Il mio capolavoro (2018)
- michemar

- 12 nov 2020
- Tempo di lettura: 4 min
Aggiornamento: 13 nov 2020

Il mio capolavoro
(Mi obra maestra) Argentina/Spagna 2018 commedia 1h40’
Regia: Gastón Duprat
Sceneggiatura: Andrés e Gastón Duprat
Fotografia: Rodrigo Pulpeiro
Montaggio: Anabela Lattanzio
Musiche: Alejandro Kauderer , Emilio Kauderer
Scenografia: Cristina Nigro
Costumi: Luciana e Manuela Marti
Guillermo Francella: Arturo Silva
Luis Brandoni: Renzo Nervi
Raùl Arévalo: Alex
Andrea Frigerio: Dudù
Marìa Soldi: Laurita
Monica Duprat: signor Litvak
Nati Rabinowitz: Lane
Moshe Lobel: Lazer
Lea Kalisch: Adina
Efraim Miller: Hersch
TRAMA: Arturo è il proprietario di una galleria d'arte di Buenos Aires. Attraente, sofisticato e senza scrupoli, rappresenta anche gli interessi di Renzo, un pittore astratto caduto in bassa fortuna. La loro è una relazione d'amore e d'odio: come spesso accade tra galleristi e artisti, non sono d'accordo quasi su nulla e i loro scontri sono leggendari. Arturo ha poi in mente un piano rischioso per cambiare il destino di Renzo ma l'arrivo di Alex, ex aspirante artista e allievo del pittore, rimetterà tutto in discussione.
Voto 7

Parte piano il film di Gastón Duprat, una storia come tante, con un anziano pittore misantropo, Renzo, sufficientemente scorbutico da non voler ricevere nessuno in casa, un’abitazione caotica e disordinata, giusto come ci si può aspettare da un artista solitario. Produce tele in quantità ma che nessuno compra ed è talmente squattrinato che non paga l’affitto da diversi mesi. In casa gironzola, esce e rientra solo una bella giovane ragazza, apparentemente la sua donna, l’unico contrasto che si nota nella vita del pittore data la notevole differenza d’età. A lui si contrappone il gallerista Arturo, amico di vecchia data che oltre a curare le rare vendite dei quadri esposti, lo spinge e lo esorta a dipingere soggetti di più facile gradimento ai pochi estimatori. Ma Renzo è un ribelle naturale, non sopporta lavori su commissione, forte oppositore dei poteri costituiti.

§

# [COMPITO BREVE 1]
Conta le righe dell'elenco che contengono la parola "leaf" e scrivi solo il numero.

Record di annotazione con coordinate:
§

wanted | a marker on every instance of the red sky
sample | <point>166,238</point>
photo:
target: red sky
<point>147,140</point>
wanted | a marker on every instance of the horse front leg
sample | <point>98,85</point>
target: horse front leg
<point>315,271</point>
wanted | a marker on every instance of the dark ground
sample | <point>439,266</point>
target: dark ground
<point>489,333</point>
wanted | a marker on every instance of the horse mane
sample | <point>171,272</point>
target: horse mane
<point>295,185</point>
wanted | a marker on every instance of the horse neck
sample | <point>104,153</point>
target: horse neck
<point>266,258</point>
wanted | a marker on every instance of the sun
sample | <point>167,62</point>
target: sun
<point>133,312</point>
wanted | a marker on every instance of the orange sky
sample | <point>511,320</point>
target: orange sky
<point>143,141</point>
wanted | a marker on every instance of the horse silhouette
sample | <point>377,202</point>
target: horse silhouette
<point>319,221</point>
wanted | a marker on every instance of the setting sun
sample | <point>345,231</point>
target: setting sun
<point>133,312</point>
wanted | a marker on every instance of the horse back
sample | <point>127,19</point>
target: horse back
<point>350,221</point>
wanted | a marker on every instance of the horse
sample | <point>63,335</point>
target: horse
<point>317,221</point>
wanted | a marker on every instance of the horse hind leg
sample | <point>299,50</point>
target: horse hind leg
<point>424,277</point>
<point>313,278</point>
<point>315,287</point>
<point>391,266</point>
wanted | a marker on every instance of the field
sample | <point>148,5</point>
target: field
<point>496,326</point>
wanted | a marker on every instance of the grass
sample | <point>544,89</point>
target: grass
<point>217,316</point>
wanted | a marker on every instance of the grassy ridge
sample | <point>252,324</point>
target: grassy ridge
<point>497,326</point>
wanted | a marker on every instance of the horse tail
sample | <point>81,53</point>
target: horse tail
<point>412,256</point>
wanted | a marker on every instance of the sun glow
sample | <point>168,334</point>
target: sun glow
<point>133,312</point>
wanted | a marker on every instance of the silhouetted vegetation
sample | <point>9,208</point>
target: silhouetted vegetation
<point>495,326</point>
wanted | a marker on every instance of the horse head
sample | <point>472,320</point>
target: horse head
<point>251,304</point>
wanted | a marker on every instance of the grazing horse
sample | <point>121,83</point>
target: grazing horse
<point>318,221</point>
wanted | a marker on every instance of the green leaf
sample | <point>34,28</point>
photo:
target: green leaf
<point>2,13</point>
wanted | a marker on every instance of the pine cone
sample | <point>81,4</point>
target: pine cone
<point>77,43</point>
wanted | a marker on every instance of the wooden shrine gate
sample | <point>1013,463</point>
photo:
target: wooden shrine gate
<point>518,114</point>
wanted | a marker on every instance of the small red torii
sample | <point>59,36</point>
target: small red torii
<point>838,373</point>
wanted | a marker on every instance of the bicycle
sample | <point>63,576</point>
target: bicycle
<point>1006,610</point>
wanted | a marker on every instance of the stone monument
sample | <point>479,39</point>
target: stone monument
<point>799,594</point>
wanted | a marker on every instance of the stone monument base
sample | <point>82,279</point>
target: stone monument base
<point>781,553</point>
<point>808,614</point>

§

# [COMPITO BREVE 2]
Rispondi a queste domande sulla recensione di "Il mio capolavoro":
(a) Chi ha firmato la regia del film?
(b) In quale città si trova la galleria d'arte di Arturo?
(c) Quale voto riceve il film?

# [RISPOSTA CORRETTA 1]
2

# [RISPOSTA CORRETTA 2]
(a) Gastón Duprat
(b) Buenos Aires
(c) 7